◆ Passage given ◆
For Exchange 2010 running as a virtual machine you still have hardware costs. Lets say 15 VM’s can run on one host. The cost for server hardware is much less then for a phyiscal server. Same for power, cooling, maintenance, etc. If you buy a Windows Server Datacenter Edition, the license for your VM is free. The big difference in costs is the cost for shared storage.

Does Microsoft support running Exchange 2010 mailbox servers part of a DAG as a virtual machine?

Yes, they do, but under certain conditions:
1. you need to disable live migration of virtual machines
2. you need to disable automated re-start of VM’s if a host has failed
3. Microsoft does not support if Exchange data is stored on NAS devices. So storing an Exchange mailboxstore on a VMware NFS volume is not supported. It will work perfectly but Microsoft has not tested this scenario and thus does not support it.

See the Exchange 2010 system requirements . Under hardware virtualization it is stated:


Clustered root servers is another term for VMware ESX (Hyper-V ) hosts which are part of a VMware HA (Microsoft Fail Over cluster) enabled cluster .

To have Microsoft support your Exchange 2010 mailbox server virtual machine you should disable HA and disable DRS.

Microsoft states NFS or other NAS devices type of presenting data is not supported for Exchange 2010 in this article. The same is true of Exhange 2007.

The article states:

The storage used by the Exchange guest machine for storage of Exchange data (for example, mailbox databases or Hub transport queues) can be virtual storage of a fixed size (for example, fixed virtual hard disks (VHDs) in a Hyper-V environment), SCSI pass-through storage, or Internet SCSI (iSCSI) storage. Pass-through storage is storage that’s configured at the host level and dedicated to one guest machine. All storage used by an Exchange guest machine for storage of Exchange data must be block-level storage because Exchange 2010 doesn’t support the use of network attached storage (NAS) volumes. Also, NAS storage that’s presented to the guest as block-level storage via the hypervisor isn’t supported. The following virtual disk requirements apply for volumes used to store Exchange data:

vSphere 4 Update 1 offers new functionality in which HA and DRS can be disabled for an individual virtual machine, instead of for the whole ESX/ESXi host. This would mean you can run Exchange 2010 mailbox servers virtual machine on a VMware host and comply to the Microsoft condition. The Exchange vm will not be restarted in case of a host failure. And the VM will never be Vmotioned to another host.

How to configure a Exchange 2010 virtual machine running on ESX 4.x to comply to the Microsoft support policy?

A couple of steps needs to be taken on a ESX 4.x VMware HA\DRS cluster. Mind, when running ESX 4 you need Update 1 to be able to exclude a single VM from restart after a host failure.

1- create an anti-affinity rule to make sure the Exchange 2010 DAG servers are never run on the same ESX host. If the host fails, your DAG is gone.

2- disable DRS for the Exchange 2010 VM

3-disableVirtual Machine restart for the Exchange 2010 when the ESX hosts fails

Create anti-affinity rule of all Exchange 2010 mailbox servers

1 In the vSphere Client, display the cluster in the inventory.

◆ Dataset excerpt ◆
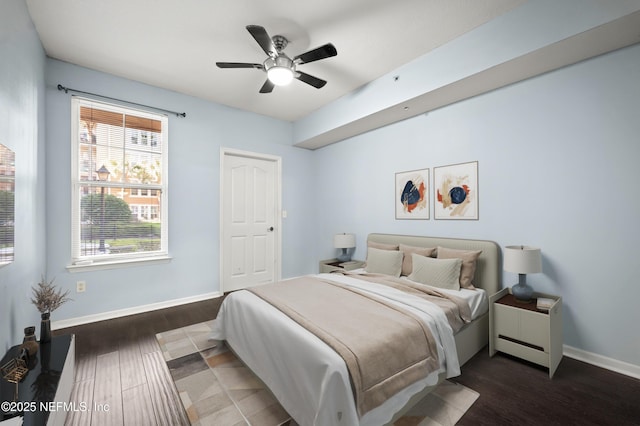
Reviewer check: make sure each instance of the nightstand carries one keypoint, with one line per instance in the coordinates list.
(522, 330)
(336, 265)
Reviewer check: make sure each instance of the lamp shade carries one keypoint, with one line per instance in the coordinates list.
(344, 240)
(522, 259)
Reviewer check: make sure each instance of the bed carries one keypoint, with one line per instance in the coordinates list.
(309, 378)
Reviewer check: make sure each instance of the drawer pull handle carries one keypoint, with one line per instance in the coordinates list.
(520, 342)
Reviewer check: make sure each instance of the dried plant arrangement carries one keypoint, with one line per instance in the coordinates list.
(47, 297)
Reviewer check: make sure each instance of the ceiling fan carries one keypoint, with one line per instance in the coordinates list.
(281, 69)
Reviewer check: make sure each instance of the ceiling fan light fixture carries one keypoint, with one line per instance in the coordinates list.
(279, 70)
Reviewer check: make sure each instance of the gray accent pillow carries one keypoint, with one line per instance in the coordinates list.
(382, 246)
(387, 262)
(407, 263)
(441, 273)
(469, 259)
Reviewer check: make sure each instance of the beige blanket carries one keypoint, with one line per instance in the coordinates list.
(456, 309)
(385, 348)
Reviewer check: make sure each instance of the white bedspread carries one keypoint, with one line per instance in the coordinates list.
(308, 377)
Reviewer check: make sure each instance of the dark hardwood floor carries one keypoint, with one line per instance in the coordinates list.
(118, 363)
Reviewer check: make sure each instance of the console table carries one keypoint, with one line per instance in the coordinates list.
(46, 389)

◆ Goals ◆
1. Echo the part of the Exchange 2010 virtualization text from "A couple of" to "in the inventory.", inclusive.
2. Duplicate the listing's lines from the line holding "Reviewer check: make sure each instance of the white" through the end of the listing, inclusive.
The Exchange 2010 virtualization text and the listing are unrelated.

◆ Solutions to the exercise ◆
1.
A couple of steps needs to be taken on a ESX 4.x VMware HA\DRS cluster. Mind, when running ESX 4 you need Update 1 to be able to exclude a single VM from restart after a host failure.

1- create an anti-affinity rule to make sure the Exchange 2010 DAG servers are never run on the same ESX host. If the host fails, your DAG is gone.

2- disable DRS for the Exchange 2010 VM

3-disableVirtual Machine restart for the Exchange 2010 when the ESX hosts fails

Create anti-affinity rule of all Exchange 2010 mailbox servers

1 In the vSphere Client, display the cluster in the inventory.

2.
Reviewer check: make sure each instance of the white bedspread carries one keypoint, with one line per instance in the coordinates list.
(308, 377)
Reviewer check: make sure each instance of the dark hardwood floor carries one keypoint, with one line per instance in the coordinates list.
(118, 363)
Reviewer check: make sure each instance of the console table carries one keypoint, with one line per instance in the coordinates list.
(46, 389)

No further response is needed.